>>>
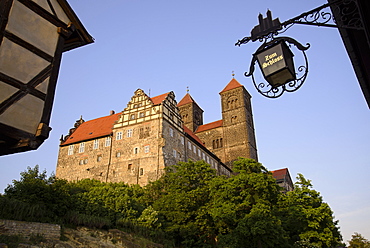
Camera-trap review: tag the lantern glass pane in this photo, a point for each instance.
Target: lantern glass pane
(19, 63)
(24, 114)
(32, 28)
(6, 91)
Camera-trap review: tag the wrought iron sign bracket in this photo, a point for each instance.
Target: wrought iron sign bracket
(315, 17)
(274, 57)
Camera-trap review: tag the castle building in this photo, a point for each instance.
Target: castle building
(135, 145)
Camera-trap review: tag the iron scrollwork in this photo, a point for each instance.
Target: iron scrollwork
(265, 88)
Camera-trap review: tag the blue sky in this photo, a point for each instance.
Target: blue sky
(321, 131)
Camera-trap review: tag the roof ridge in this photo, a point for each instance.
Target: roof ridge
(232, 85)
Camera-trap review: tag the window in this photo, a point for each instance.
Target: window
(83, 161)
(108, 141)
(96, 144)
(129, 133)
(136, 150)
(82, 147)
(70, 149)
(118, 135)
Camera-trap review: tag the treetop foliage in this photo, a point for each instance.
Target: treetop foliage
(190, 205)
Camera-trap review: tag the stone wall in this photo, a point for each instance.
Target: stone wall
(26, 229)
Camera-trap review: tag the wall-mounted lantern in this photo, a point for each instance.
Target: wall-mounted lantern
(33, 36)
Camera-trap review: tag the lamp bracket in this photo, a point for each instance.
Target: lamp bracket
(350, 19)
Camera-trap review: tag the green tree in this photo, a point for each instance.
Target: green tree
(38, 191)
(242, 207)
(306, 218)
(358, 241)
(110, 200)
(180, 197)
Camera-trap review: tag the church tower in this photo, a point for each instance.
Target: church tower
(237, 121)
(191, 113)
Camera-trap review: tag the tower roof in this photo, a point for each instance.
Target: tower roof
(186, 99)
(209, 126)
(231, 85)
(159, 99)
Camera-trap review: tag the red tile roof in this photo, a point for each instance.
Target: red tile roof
<<<
* _Task goal_: Scan the listing for the string "tile". Copy each line that has it.

* _Response for this exercise_:
Camera-trap review: tag the red tile roof in this photo, a point for each instance.
Target: red tile roof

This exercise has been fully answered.